-- What is expected --
Please reproduce each of the lines below word for word.

BEGIN

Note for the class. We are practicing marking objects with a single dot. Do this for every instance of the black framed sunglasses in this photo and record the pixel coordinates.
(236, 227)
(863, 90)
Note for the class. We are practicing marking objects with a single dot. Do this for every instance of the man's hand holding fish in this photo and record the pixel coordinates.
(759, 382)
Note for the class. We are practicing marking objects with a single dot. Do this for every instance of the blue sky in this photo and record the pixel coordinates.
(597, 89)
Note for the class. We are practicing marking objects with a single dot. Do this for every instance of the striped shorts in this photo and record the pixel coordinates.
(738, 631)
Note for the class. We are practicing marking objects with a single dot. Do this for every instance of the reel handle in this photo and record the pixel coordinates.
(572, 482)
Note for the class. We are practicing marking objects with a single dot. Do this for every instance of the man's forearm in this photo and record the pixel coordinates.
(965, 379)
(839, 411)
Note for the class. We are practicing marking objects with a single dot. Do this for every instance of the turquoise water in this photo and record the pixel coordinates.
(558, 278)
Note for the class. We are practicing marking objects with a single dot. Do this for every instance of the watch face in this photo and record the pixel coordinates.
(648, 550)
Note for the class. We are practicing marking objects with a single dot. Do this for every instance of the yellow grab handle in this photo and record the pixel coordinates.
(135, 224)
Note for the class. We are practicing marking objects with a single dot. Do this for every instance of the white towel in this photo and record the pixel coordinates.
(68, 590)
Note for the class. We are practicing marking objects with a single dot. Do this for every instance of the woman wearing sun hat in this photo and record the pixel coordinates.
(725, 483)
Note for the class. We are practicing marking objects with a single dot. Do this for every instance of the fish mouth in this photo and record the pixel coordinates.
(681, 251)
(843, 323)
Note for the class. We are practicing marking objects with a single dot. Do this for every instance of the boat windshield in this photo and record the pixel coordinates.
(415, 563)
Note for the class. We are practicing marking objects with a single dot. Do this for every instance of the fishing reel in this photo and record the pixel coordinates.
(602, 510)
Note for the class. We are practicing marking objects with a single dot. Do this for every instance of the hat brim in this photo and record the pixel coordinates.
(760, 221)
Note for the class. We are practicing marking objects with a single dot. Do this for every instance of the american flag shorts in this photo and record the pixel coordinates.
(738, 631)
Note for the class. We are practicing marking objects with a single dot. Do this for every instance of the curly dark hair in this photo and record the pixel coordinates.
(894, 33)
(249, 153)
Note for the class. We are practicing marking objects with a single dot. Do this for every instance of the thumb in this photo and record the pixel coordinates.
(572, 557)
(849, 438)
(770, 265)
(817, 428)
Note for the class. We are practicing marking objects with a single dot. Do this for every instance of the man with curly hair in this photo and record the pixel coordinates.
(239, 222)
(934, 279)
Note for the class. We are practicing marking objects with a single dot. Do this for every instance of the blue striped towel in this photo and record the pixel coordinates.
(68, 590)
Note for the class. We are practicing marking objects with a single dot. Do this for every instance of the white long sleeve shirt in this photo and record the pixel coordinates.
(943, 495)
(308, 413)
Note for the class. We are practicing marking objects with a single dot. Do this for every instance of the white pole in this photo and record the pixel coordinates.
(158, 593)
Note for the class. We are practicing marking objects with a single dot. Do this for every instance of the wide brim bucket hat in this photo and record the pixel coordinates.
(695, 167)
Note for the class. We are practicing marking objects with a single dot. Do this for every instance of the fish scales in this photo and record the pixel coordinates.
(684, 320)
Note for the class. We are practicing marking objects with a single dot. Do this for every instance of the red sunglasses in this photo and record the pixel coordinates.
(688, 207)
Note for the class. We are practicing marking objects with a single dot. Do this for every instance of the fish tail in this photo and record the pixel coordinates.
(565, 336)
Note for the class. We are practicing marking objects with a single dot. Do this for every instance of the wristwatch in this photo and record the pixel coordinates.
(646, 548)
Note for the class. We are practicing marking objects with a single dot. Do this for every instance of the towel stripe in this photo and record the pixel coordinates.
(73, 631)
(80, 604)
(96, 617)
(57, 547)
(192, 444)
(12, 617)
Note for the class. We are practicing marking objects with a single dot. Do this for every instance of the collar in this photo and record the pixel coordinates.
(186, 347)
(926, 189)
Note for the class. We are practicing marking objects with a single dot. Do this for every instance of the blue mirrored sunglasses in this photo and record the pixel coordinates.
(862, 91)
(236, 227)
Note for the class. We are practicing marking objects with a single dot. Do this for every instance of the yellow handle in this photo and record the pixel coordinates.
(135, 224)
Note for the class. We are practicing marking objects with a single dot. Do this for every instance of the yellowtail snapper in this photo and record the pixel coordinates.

END

-- Written answer --
Note for the class. We are practicing marking objects with a single dot. Do this for every instance of the black framed sunglasses in this photo and record the pixel coordinates.
(236, 227)
(863, 90)
Note for the class. We are practicing marking objects with a single dot. Do this for every instance of the man's hand holding fish in this photo and record the pixel coordinates.
(759, 382)
Note for the class. We are practicing marking objects with a single dot. Do this for every instance of the blue sky in this photo and record the pixel coordinates.
(597, 89)
Note for the class. We are practicing marking objects with a single dot. Do this for every instance of the striped shorts in this photo and record the pixel coordinates.
(738, 631)
Note for the class. We are practicing marking objects with a single dot. Do this for every instance of the reel handle in this photo and record the pixel coordinates.
(572, 482)
Note for the class. We are practicing marking objects with a single dot. Do this for every instance of the man's forearm in this photo and record the pixel coordinates.
(965, 379)
(839, 411)
Note for the class. We are practicing marking objects with a single dot. Do this for every instance of the turquoise water in this photo and record the pixel coordinates.
(558, 278)
Note for the class. We are practicing marking objects with a single dot. Do this for every instance of the watch face in this photo and record the pixel coordinates.
(648, 550)
Note for the class. We are practicing marking objects with a single dot. Do this for every instance of the yellow grab handle in this photo and record the pixel coordinates.
(135, 224)
Note for the class. We are practicing marking objects with a single dot. Do this for every instance of the white towel in this photo and record the pixel coordinates.
(68, 590)
Note for the class. We are practicing marking objects with a single dot. Do this for every instance of the woman wearing sun hat in this photo and record the pixel coordinates.
(725, 483)
Note for the class. We are practicing marking objects with a single dot. Do this for every instance of the fish mouth in this photo and record the pixel coordinates.
(681, 251)
(843, 323)
Note for the class. We are practicing marking objects with a single dot. Do this for every instance of the boat windshield in this photo and record the pixel coordinates.
(415, 563)
Note for the class. We are practicing marking objects with a single dot. Do this for every instance of the fishing reel in this photo and record the pixel coordinates.
(602, 510)
Note for the class. We are practicing marking objects with a single dot. Do this for every instance of the hat brim in this photo and record the pixel coordinates.
(760, 221)
Note for the class. We are practicing marking objects with a single dot. Do this for every instance of the american flag shorts in this photo and record the pixel coordinates.
(738, 631)
Note for the class. We are practicing marking objects with a single dot. Do this for every instance of the curly dark hair in this photo and record the pixel coordinates.
(894, 33)
(249, 153)
Note for the class. We are practicing marking objects with a single dot. Do this for every instance of the thumb in this photo and record the pixel coordinates.
(572, 557)
(849, 438)
(770, 265)
(817, 428)
Note for the class. We are practicing marking objects with a single dot. Do this for every instance of the man with curly hair in this photo and record the pixel coordinates.
(239, 222)
(934, 279)
Note for the class. We are practicing marking objects with a single dot. Do this for every instance of the blue striped towel in this photo and record the pixel coordinates.
(68, 590)
Note for the class. We are practicing marking objects with a single dot. Do this for every instance of the white long sleeve shirt in this photo and record the pixel coordinates.
(943, 495)
(308, 413)
Note for the class. We are practicing marking objects with a single dot. Do this for every instance of the white pole in this photo and record the pixel coordinates.
(158, 593)
Note for the class. We are practicing marking objects with a single dot. Do this for every instance of the wide brim bucket hat in this photo and record the pixel coordinates.
(695, 167)
Note for the class. We are practicing marking objects with a single dot. Do this for every instance of the fish scales in this photo and record the pixel coordinates.
(684, 320)
Note for the class. We are practicing marking objects with a single dot. Do this for every instance of the red sunglasses in this photo and record the pixel coordinates.
(688, 207)
Note for the class. We are practicing marking objects with a single dot. Do this for every instance of the fish tail in this photo and record the pixel coordinates.
(565, 336)
Note for the class. We are practicing marking objects with a single dot. Do this for every instance of the wristwatch in this photo and record the pixel coordinates.
(646, 548)
Note for the class. We are practicing marking objects with a single dot. Do this for every instance of the towel stripe in this photo and record the pixel coordinates.
(73, 631)
(80, 604)
(96, 617)
(57, 547)
(192, 444)
(12, 617)
Note for the class. We are practicing marking objects with a single dot. Do this for every instance of the collar in this photo and record the pixel coordinates.
(186, 347)
(926, 189)
Note for the class. We are practicing marking objects with a single dot. Do this for every instance of the blue mirrored sunglasses in this photo and record the pixel coordinates.
(862, 91)
(236, 227)
Note for the class. We are practicing marking objects with a single dot. Do this for every instance of the yellow handle in this photo and record the pixel coordinates.
(135, 224)
Note for the class. We are practicing marking objects with a single dot. Do this for every instance of the yellowtail snapper in this photo and record the pixel coordinates.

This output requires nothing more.